Document text:
========
# Relations among Some Conjectures on the M\"obius Function and the   Riemann Zeta-Function

**Authors:** Sh\=ota Inoue

arXiv: 1705.00853 · 2017-06-23

## TL;DR

This paper explores conjectures related to the zeros of the Riemann zeta-function and the growth of the M"obius function summatory, proposing new sufficient conditions for zero simplicity and analyzing mean value estimates under the weak Mertens Hypothesis.

## Contribution

It introduces a weaker sufficient condition involving Riesz means for the simplicity of zeros and provides explicit formulas and conjectures, advancing understanding of these longstanding problems.

## Key findings

- A new sufficient condition for zero simplicity based on Riesz means.
- Explicit formula for the Riesz mean $M_{\tau}(x)$ and a related conjecture.
- Upper bounds and Omega results for mean values of $M(x)$ under the weak Mertens Hypothesis.
========
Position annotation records
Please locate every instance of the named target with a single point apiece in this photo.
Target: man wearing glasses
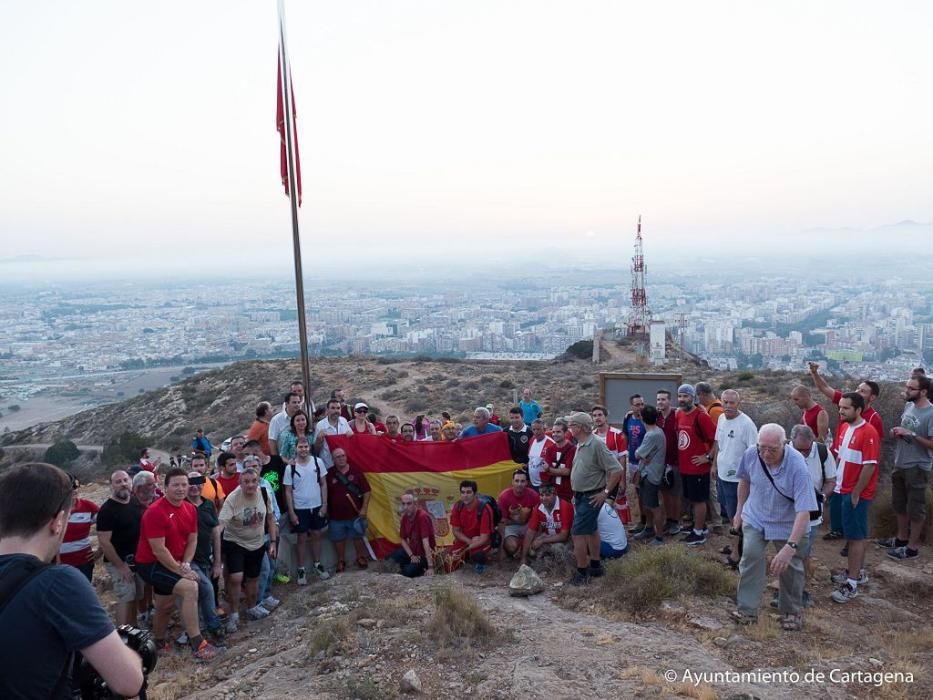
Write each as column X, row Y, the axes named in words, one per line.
column 775, row 500
column 913, row 457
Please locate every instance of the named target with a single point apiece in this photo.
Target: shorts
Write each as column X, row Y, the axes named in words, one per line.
column 343, row 530
column 649, row 493
column 585, row 516
column 514, row 530
column 125, row 591
column 239, row 559
column 309, row 519
column 696, row 487
column 909, row 492
column 161, row 579
column 728, row 493
column 854, row 520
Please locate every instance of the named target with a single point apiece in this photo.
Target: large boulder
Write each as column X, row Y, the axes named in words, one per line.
column 525, row 582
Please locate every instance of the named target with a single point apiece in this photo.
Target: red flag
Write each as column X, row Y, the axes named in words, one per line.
column 280, row 125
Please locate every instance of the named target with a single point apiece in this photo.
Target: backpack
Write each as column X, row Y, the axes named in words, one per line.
column 483, row 501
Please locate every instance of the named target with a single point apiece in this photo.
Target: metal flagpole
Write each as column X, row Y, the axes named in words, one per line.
column 293, row 200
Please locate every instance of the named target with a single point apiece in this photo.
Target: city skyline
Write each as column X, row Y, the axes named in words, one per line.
column 144, row 138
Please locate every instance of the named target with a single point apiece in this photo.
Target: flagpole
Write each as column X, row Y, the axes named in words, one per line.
column 287, row 95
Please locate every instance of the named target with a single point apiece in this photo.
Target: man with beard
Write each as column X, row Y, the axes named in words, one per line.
column 118, row 535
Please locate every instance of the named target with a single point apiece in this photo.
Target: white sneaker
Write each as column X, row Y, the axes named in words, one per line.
column 257, row 613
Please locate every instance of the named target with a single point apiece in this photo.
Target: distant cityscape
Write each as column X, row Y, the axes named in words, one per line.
column 63, row 338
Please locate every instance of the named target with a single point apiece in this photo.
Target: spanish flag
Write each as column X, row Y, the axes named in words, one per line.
column 432, row 470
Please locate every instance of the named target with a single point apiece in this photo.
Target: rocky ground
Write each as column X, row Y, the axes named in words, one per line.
column 359, row 634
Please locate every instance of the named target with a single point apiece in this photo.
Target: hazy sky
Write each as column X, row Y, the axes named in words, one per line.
column 134, row 131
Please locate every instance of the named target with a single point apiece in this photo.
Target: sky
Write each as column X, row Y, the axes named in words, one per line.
column 439, row 134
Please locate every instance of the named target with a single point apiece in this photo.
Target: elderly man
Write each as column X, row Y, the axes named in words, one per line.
column 481, row 424
column 594, row 476
column 775, row 500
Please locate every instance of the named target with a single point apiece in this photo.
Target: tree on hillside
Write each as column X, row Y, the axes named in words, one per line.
column 62, row 453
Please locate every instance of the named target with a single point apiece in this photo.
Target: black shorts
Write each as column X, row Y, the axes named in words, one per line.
column 696, row 488
column 238, row 559
column 161, row 579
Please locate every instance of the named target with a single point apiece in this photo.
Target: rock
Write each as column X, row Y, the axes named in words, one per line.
column 525, row 582
column 410, row 682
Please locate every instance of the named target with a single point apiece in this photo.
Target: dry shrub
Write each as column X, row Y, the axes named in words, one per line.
column 458, row 619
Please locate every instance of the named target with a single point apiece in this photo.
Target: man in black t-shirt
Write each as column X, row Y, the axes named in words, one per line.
column 49, row 612
column 118, row 534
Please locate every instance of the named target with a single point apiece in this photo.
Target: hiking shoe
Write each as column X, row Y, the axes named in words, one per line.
column 694, row 539
column 206, row 651
column 903, row 553
column 257, row 612
column 844, row 593
column 843, row 577
column 646, row 534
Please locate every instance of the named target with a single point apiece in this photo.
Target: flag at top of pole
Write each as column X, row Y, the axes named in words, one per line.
column 285, row 104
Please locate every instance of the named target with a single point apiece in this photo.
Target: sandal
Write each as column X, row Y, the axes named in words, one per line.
column 743, row 619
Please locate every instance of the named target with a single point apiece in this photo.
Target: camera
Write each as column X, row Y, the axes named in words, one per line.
column 89, row 681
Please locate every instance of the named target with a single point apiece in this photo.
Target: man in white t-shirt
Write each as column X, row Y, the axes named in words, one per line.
column 822, row 466
column 535, row 462
column 306, row 495
column 735, row 433
column 332, row 424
========
Set exercise 1:
According to the paper summary, under what hypothesis are the mean values of $M(x)$ analyzed?
Set exercise 2:
Reproduce the paper summary starting at the words "- Explicit formula" and ending after "of $M(x)$ under the weak Mertens Hypothesis.".
Rely only on the paper summary for your answers.

Complete answer 1:
The weak Mertens Hypothesis.

Complete answer 2:
- Explicit formula for the Riesz mean $M_{\tau}(x)$ and a related conjecture.
- Upper bounds and Omega results for mean values of $M(x)$ under the weak Mertens Hypothesis.